▶ [Petunjuk Tugas]
[A] Tentukan apakah setiap pernyataan berikut sesuai dengan teks tentang sistem perizinan Pertamina: (i) inisiatif tersebut diluncurkan di San Diego, (ii) sistem itu memantau kurang dari 1.000 dokumen perizinan, (iii) Fadjar Djoko Santoso menjabat sebagai VP Corporate Communication Pertamina. Jawab ya atau tidak untuk masing-masing, lalu kutip kata-kata teks yang menentukannya secara persis.
[B] Lanjutkan teks tentang inovasi pengelolaan perizinan Pertamina mulai dari kalimat terakhirnya.

▶ [Teks Sumber]
• • • • •

KOMPAS.com - PT Pertamina (Persero) memperkenalkan inovasi digital terbaru berupa teknologi geospasial ArcGIS untuk mengelola perizinan. Inisiatif ini diluncurkan pada Esri User Conference 2025 di San Diego, Amerika Serikat, Rabu (16/7/2025).
Esri User Conference adalah ajang global terkemuka yang mempertemukan para profesional dan organisasi dari berbagai negara untuk mengeksplorasi kemajuan sistem informasi geografis atau geographic information system (GIS).
Sistem inovatif tersebut dirancang untuk menjawab tantangan kompleksitas dan fragmentasi pengelolaan perizinan di seluruh anak perusahaan Pertamina.
Melalui pendekatan terintegrasi, solusi geospasial ini memungkinkan pemantauan secara realtime terhadap lebih dari 5.000 dokumen perizinan.
Baca juga: Belajar dari Sengketa 4 Pulau Aceh, BIG Tegaskan Pentingnya Data Geospasial
Sistem geospasial ArcGIS menghadirkan darbor visualisasi spasial yang dilengkapi fitur chatbot pencarian berbasis teks dan sistem peringatan dini mengenai masa berlaku izin.
Vice President (VP) Corporate Communication Pertamina Fadjar Djoko Santoso menjelaskan bahwa digitalisasi ini tidak hanya berfungsi untuk menyimpan data perizinan, tetapi juga memungkinkan perseroan memantau lokasi, status, dan potensi kondisi ke depan dalam satu peta dinamis.

• • • • •

▶ [Data Masukan]
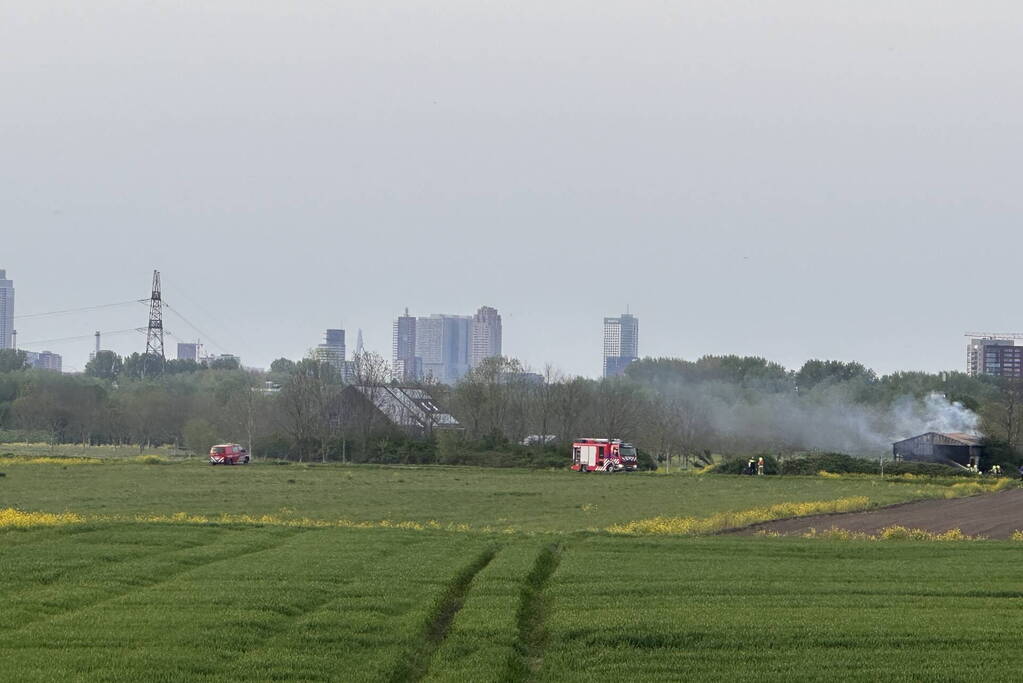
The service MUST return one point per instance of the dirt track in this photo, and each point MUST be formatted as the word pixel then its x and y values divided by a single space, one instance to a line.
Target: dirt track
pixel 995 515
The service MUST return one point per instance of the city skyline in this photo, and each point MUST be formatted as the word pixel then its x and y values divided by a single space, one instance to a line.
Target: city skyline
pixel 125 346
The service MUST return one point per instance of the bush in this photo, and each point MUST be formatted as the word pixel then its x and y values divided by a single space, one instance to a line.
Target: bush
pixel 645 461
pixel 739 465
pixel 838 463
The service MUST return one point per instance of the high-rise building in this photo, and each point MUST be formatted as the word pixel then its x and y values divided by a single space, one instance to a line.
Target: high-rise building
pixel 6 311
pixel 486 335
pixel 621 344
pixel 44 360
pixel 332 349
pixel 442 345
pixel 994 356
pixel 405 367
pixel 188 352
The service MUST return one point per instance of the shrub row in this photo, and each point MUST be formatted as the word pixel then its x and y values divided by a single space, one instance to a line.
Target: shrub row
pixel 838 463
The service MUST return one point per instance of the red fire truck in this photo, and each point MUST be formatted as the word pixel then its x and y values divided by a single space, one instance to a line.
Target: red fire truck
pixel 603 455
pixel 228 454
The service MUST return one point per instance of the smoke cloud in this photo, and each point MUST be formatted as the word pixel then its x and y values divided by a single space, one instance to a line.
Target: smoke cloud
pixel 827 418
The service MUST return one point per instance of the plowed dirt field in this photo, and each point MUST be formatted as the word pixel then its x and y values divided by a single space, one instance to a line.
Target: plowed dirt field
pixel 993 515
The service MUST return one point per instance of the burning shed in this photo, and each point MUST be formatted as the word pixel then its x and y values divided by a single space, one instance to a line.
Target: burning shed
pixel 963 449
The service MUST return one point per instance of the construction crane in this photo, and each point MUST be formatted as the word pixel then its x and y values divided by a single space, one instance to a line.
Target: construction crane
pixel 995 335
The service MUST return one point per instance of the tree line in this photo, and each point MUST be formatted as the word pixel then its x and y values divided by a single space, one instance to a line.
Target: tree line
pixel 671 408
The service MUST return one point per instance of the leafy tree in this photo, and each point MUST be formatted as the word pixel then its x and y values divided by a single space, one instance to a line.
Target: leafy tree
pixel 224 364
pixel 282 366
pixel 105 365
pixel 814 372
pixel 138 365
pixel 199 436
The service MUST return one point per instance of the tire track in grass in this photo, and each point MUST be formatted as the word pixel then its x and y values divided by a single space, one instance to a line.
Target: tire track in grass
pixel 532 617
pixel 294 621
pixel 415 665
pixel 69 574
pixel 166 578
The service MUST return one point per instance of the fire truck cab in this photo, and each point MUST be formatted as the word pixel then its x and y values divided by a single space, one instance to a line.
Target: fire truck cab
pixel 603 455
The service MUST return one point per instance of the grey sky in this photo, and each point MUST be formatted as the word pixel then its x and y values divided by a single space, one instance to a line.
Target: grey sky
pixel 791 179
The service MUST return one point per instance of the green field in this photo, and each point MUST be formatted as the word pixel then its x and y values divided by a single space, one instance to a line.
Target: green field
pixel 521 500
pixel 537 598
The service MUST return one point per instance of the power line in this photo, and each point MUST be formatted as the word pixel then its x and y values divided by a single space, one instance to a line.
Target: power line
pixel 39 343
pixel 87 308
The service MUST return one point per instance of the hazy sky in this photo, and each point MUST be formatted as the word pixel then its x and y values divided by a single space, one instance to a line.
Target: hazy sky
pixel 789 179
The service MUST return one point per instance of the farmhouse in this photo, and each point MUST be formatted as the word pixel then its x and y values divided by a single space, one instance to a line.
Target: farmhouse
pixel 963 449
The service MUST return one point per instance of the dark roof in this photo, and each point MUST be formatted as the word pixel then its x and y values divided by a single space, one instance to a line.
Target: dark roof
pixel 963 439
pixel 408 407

• • • • •

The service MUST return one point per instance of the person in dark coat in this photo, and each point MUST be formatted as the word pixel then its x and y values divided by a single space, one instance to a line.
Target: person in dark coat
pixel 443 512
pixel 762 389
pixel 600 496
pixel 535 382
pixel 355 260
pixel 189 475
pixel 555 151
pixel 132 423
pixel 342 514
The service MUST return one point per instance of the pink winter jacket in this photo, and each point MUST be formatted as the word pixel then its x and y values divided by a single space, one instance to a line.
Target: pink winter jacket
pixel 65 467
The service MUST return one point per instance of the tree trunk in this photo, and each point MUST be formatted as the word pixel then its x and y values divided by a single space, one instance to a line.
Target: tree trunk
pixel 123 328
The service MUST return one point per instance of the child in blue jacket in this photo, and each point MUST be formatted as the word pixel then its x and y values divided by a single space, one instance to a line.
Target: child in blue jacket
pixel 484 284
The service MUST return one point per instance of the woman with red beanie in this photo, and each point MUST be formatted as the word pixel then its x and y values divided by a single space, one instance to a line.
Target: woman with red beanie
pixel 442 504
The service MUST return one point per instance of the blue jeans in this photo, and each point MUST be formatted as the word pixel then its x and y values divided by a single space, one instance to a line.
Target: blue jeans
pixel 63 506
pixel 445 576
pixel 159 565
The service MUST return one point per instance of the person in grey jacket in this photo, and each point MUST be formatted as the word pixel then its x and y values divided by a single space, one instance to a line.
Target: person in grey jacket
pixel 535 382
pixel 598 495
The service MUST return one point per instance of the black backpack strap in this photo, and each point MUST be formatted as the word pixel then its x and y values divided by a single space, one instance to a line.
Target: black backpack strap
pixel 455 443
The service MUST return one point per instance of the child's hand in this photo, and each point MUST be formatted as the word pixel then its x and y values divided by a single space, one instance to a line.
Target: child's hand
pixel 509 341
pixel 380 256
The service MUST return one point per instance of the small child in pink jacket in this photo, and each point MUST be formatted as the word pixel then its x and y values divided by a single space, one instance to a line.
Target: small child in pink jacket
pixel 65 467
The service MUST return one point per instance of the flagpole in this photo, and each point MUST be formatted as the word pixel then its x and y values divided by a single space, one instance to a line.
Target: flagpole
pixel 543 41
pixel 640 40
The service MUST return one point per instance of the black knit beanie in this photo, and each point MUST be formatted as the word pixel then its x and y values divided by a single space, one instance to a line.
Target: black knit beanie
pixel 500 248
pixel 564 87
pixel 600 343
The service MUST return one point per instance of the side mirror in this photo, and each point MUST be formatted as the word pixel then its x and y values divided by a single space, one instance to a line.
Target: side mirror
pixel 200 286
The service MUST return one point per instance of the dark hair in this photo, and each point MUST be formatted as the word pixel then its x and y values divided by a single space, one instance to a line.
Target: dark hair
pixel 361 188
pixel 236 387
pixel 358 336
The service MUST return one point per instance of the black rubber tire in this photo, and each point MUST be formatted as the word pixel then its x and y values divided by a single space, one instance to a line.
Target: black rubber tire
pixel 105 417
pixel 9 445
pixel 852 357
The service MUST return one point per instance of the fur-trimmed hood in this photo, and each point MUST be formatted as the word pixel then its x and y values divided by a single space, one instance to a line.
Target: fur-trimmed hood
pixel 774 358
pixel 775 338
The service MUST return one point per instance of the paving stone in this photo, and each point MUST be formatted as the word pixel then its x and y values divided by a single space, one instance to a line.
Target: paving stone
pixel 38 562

• • • • •

▶ [Jawaban yang Diharapkan]
[A]
(i) Ya: "Esri User Conference 2025 di San Diego, Amerika Serikat".
(ii) Tidak: "lebih dari 5.000 dokumen perizinan".
(iii) Ya: "Vice President (VP) Corporate Communication Pertamina Fadjar Djoko Santoso".

[B]
“Kecerdasan data lokasi ini mendukung optimalisasi aset, menghindari risiko dikenai denda, dan meningkatkan efisiensi lintas anak perusahaan. Ini bagian dari roadmap Pertamina menuju tata kelola kelas dunia,” jelasnya dalam keterangan pers, Jumat (18/7/2025).
Hingga fase pertama, lanjut Fadjar, sistem tersebut telah berhasil mengintegrasikan 322 dokumen perizinan strategis milik PT Pertamina Patra Niaga sebagai salah satu subholding Pertamina.
Baca juga: 3 Alumni Unpad Jadi Komisaris Pertamina Patra Niaga, Siapa Saja?
Dokumen yang terintegrasi antara lain Persetujuan Layak Operasi (PLO), Kesesuaian Kegiatan Pemanfaatan Ruang (KKPR), dan Kesesuaian Kegiatan Pemanfaatan Ruang Laut (KKPRL).
Dengan sistem ini, Pertamina mampu menghindari potensi biaya hingga 25 juta dollar Amerika Serikat (AS), termasuk risiko reengineering dan denda akibat keterlambatan proses sertifikasi ulang.
“Sistem ini menjadi terobosan penting bagi operasional kami karena memungkinkan pemantauan status izin secara realtime, mengantisipasi kendala sejak dini, dan menjaga kelancaran operasional tanpa gangguan,” ungkap Fadjar.
Menurutnya, teknologi geospasial tidak hanya mendorong efisiensi internal, tetapi juga berperan penting dalam memastikan masa depan energi Indonesia yang aman dan berkelanjutan.
Baca juga: Transisi Energi Indonesia: Hijau dalam Narasi, Abu-abu dalam Praktik
Fadjar menekankan bahwa teknologi geospasial ArcGIS sejalan dengan Asta Cita Pemerintah Presiden Prabowo terkait penerapan inovasi teknologi.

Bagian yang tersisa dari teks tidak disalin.